§ TASK: Set every line of the entries below into a Markdown table with two columns, Row and Line, numbering each row and omitting any blank lines.

§ PROVIDED INFORMATION:

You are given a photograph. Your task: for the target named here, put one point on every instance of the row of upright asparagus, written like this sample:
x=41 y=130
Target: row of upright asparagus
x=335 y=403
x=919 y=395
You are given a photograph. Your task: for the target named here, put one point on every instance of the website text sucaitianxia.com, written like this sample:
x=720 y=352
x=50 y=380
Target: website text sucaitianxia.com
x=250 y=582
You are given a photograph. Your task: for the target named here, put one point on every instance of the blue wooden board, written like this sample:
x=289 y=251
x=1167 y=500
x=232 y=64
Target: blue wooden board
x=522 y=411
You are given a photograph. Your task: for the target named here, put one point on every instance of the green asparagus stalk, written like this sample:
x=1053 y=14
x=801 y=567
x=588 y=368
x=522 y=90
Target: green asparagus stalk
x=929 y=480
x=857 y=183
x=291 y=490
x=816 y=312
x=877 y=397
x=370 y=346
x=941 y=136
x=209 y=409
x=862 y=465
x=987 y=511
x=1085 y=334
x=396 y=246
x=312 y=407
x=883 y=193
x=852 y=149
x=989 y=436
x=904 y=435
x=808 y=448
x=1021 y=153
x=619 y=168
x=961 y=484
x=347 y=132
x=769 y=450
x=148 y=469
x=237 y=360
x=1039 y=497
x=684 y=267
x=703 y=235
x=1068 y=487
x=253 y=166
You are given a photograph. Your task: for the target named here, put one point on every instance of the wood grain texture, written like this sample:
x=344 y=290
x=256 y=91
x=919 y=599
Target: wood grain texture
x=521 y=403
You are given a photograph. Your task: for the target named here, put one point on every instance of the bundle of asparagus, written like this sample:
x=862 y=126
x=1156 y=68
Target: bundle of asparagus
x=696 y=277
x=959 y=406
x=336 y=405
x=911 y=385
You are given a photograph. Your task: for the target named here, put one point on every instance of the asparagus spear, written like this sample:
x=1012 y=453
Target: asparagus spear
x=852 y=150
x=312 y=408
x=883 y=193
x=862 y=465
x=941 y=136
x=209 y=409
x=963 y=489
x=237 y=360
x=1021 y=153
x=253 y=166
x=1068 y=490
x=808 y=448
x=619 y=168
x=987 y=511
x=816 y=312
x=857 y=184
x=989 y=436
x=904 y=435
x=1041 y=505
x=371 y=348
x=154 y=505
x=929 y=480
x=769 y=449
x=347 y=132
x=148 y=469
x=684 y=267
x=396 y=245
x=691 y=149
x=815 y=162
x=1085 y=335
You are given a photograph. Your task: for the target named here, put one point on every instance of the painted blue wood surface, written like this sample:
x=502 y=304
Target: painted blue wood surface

§ TASK OUTPUT:
| Row | Line |
|---|---|
| 1 | You are given a photograph. Your task: for the target named here, put one point on every instance of the row of upright asparagus, written like this sample: |
| 2 | x=41 y=130 |
| 3 | Target: row of upright asparagus |
| 4 | x=335 y=403 |
| 5 | x=919 y=395 |
| 6 | You are given a photograph. Your task: for the target named here, put one point on every instance of the website text sucaitianxia.com, written like this sample: |
| 7 | x=720 y=352 |
| 8 | x=50 y=380 |
| 9 | Target: website text sucaitianxia.com |
| 10 | x=250 y=582 |
| 11 | You are given a photograph. Your task: for the target named here, put one point on every instance of the blue wooden board, written like this sample: |
| 12 | x=289 y=251 |
| 13 | x=1167 y=500 |
| 14 | x=232 y=64 |
| 15 | Target: blue wooden board |
| 16 | x=522 y=411 |
| 17 | You are given a photograph. Your task: for the target named here, put one point on every instance of the green asparagus stalk, written like this sample: |
| 18 | x=1053 y=14 |
| 19 | x=801 y=567 |
| 20 | x=588 y=368 |
| 21 | x=522 y=90 |
| 22 | Target: green asparagus stalk |
| 23 | x=929 y=480 |
| 24 | x=857 y=183 |
| 25 | x=291 y=490 |
| 26 | x=816 y=312 |
| 27 | x=877 y=397 |
| 28 | x=370 y=346 |
| 29 | x=941 y=136 |
| 30 | x=209 y=409 |
| 31 | x=862 y=465 |
| 32 | x=987 y=511 |
| 33 | x=1085 y=334 |
| 34 | x=396 y=246 |
| 35 | x=312 y=407 |
| 36 | x=883 y=193 |
| 37 | x=852 y=149 |
| 38 | x=989 y=436 |
| 39 | x=904 y=435 |
| 40 | x=808 y=448 |
| 41 | x=1021 y=153 |
| 42 | x=619 y=168 |
| 43 | x=961 y=484 |
| 44 | x=347 y=132 |
| 45 | x=769 y=450 |
| 46 | x=148 y=469 |
| 47 | x=237 y=360 |
| 48 | x=1039 y=497 |
| 49 | x=684 y=267 |
| 50 | x=703 y=235 |
| 51 | x=1068 y=487 |
| 52 | x=253 y=166 |
| 53 | You are given a photograph. Your task: for the target named here, put one point on every instance of the wood grain texture, written like this sample: |
| 54 | x=344 y=290 |
| 55 | x=256 y=91 |
| 56 | x=919 y=599 |
| 57 | Target: wood grain texture |
| 58 | x=521 y=403 |
| 59 | You are given a photograph. Your task: for the target named here, put one point on every instance of the bundle of asparagus, written like this sample: |
| 60 | x=862 y=126 |
| 61 | x=1156 y=68 |
| 62 | Target: bundle of asparagus |
| 63 | x=696 y=277 |
| 64 | x=959 y=406 |
| 65 | x=336 y=405 |
| 66 | x=911 y=385 |
| 67 | You are given a photograph. Your task: for the target named here, put one point on every instance of the asparagus spear, written like this sample: |
| 68 | x=1012 y=453 |
| 69 | Target: asparagus spear |
| 70 | x=852 y=150 |
| 71 | x=312 y=408 |
| 72 | x=883 y=193 |
| 73 | x=862 y=465 |
| 74 | x=941 y=136 |
| 75 | x=209 y=409 |
| 76 | x=963 y=489 |
| 77 | x=237 y=360 |
| 78 | x=1021 y=153 |
| 79 | x=253 y=166 |
| 80 | x=1068 y=490 |
| 81 | x=808 y=448 |
| 82 | x=619 y=168 |
| 83 | x=987 y=511 |
| 84 | x=816 y=312 |
| 85 | x=857 y=184 |
| 86 | x=989 y=436 |
| 87 | x=904 y=435 |
| 88 | x=1041 y=505 |
| 89 | x=371 y=348 |
| 90 | x=154 y=505 |
| 91 | x=929 y=480 |
| 92 | x=769 y=449 |
| 93 | x=347 y=132 |
| 94 | x=148 y=469 |
| 95 | x=684 y=267 |
| 96 | x=396 y=245 |
| 97 | x=691 y=149 |
| 98 | x=815 y=162 |
| 99 | x=1085 y=335 |
| 100 | You are given a photograph. Your task: for the target named here, put one point on every instance of the painted blue wood surface, written like this sample: |
| 101 | x=502 y=304 |
| 102 | Target: painted blue wood surface |